What you will do: Select each line of the rows below that contains the string "ford". Case counts, so a line matches only if the letters agree in case as well.

[start]

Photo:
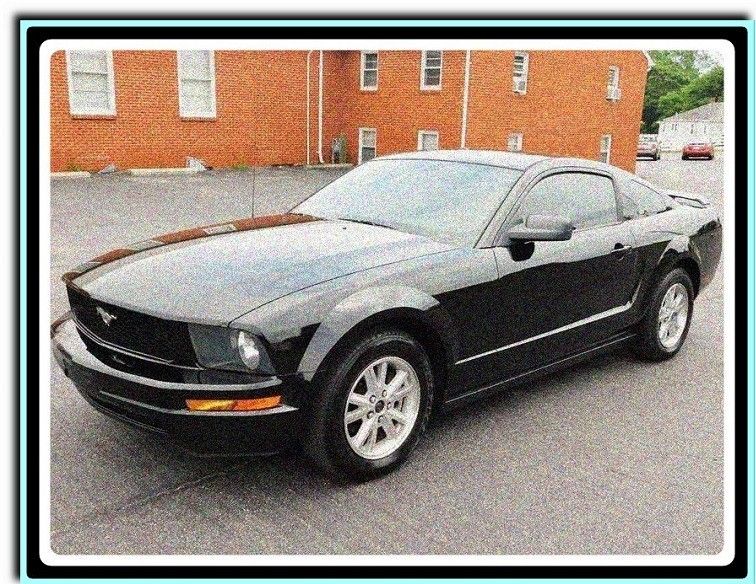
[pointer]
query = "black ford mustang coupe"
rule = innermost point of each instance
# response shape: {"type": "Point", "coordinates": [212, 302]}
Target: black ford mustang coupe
{"type": "Point", "coordinates": [414, 281]}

[end]

Answer to the task:
query = "black ford mustang coupe"
Target: black ford mustang coupe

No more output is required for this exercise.